* START Records to use *

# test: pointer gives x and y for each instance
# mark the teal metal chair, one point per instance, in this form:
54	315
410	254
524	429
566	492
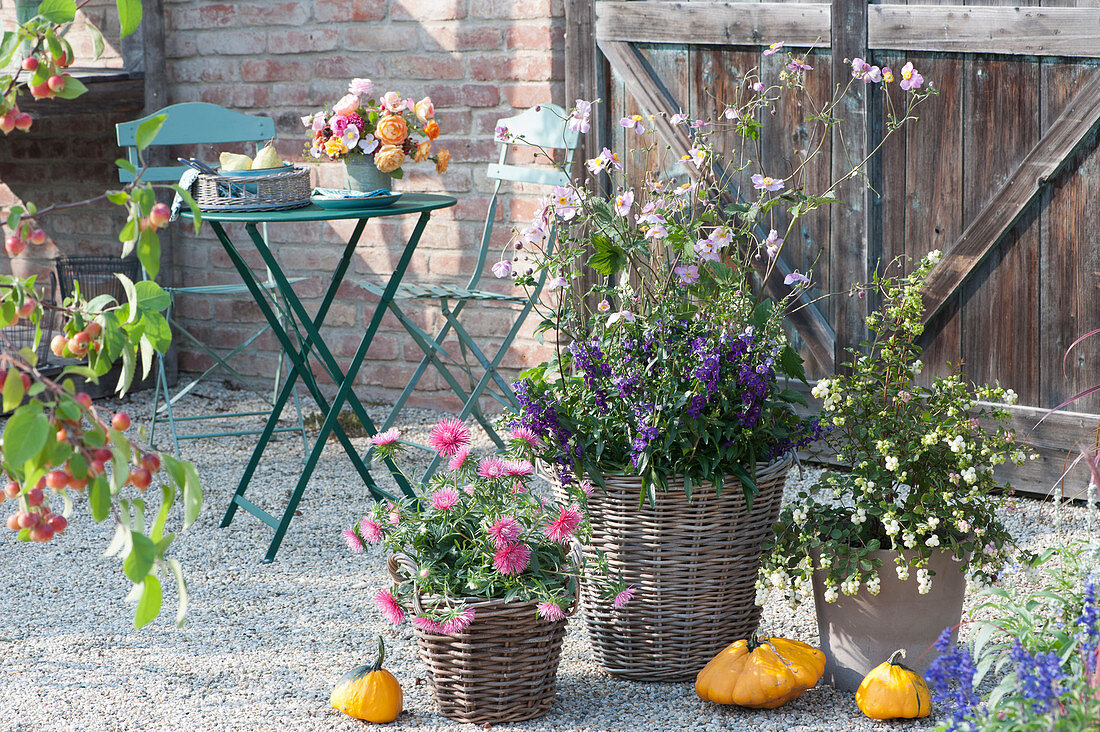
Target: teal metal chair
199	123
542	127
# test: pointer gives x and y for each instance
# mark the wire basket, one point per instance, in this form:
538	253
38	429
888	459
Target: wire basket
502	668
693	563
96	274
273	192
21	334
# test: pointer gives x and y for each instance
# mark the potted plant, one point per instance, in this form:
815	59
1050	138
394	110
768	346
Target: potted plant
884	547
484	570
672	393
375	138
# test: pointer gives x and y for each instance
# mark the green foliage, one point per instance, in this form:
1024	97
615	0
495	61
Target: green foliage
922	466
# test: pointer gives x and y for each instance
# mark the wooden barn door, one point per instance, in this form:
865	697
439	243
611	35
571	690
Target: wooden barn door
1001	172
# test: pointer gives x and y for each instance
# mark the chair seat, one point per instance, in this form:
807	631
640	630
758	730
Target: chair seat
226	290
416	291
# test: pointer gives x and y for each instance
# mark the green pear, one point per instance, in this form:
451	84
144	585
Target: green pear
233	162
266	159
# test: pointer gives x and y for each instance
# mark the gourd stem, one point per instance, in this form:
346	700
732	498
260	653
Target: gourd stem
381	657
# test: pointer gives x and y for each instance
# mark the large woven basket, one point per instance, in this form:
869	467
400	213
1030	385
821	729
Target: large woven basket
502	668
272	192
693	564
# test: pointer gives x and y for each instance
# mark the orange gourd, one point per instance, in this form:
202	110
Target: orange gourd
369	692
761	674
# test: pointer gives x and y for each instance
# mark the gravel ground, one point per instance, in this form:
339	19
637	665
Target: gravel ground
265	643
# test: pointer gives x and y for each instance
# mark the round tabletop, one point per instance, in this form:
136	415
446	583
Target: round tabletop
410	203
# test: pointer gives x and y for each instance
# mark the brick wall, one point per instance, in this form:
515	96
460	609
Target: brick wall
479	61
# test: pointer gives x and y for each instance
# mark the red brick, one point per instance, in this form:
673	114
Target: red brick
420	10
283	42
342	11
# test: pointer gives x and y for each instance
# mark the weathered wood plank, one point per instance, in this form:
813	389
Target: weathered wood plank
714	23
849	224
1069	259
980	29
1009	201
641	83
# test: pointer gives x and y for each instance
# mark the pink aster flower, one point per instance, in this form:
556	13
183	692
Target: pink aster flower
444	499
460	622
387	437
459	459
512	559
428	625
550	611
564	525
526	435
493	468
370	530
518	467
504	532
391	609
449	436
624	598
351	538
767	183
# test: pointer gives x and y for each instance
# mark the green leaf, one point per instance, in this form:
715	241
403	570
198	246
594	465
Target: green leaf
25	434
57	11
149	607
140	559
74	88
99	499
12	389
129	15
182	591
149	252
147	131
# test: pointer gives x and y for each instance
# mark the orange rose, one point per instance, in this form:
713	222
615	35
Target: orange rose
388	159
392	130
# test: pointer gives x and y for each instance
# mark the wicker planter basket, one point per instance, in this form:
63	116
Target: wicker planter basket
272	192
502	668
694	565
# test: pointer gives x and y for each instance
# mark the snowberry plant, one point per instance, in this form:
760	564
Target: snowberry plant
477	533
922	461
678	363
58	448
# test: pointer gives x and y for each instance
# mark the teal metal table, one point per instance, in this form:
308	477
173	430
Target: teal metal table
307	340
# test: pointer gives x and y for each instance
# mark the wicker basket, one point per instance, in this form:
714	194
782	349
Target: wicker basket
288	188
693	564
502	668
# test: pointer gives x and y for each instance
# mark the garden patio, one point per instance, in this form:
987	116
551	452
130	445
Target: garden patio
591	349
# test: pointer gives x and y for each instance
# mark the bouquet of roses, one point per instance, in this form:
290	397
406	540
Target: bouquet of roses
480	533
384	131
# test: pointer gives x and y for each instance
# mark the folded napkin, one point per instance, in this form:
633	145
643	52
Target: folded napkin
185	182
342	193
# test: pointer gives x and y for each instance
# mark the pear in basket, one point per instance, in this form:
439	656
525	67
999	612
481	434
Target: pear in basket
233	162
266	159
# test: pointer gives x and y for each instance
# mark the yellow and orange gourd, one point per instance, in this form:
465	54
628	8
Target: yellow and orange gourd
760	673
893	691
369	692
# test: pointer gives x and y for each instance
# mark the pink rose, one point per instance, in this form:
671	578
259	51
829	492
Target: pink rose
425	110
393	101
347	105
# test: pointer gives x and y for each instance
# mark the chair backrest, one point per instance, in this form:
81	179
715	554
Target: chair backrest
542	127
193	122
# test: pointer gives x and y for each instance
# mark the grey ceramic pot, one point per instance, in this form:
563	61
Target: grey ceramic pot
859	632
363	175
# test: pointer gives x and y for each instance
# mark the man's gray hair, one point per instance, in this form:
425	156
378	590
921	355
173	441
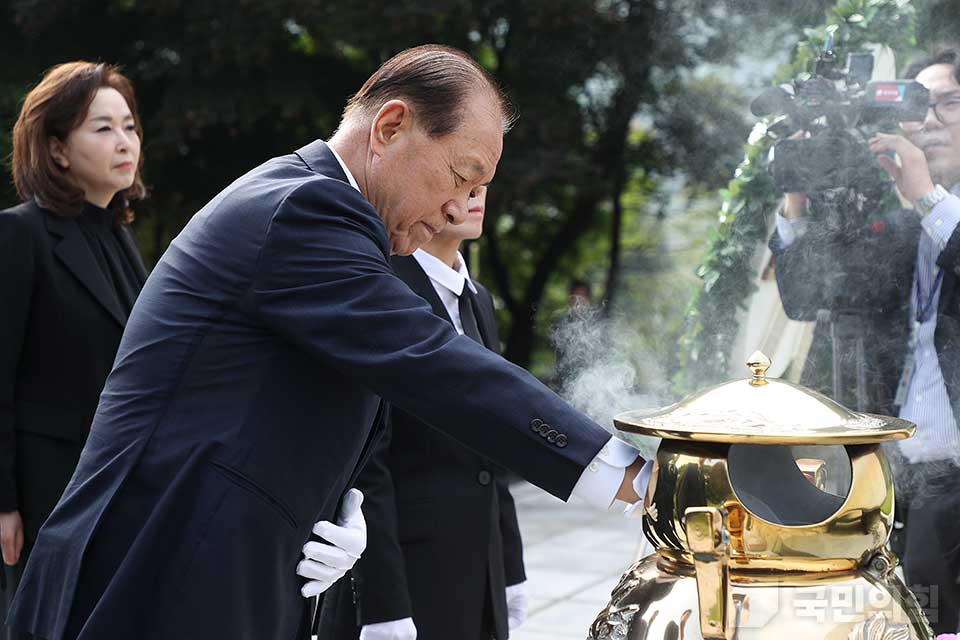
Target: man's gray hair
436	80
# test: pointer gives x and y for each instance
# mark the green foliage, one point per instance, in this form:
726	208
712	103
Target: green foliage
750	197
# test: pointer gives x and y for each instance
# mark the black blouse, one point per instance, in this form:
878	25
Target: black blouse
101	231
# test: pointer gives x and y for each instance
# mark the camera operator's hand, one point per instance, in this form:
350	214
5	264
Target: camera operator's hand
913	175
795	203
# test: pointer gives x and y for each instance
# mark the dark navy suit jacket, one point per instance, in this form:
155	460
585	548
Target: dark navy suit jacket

* END Records to use *

_Problem to solve_
How many lines in the rows above contain the string "backrest"? Reply with the number alone.

_Expected output_
2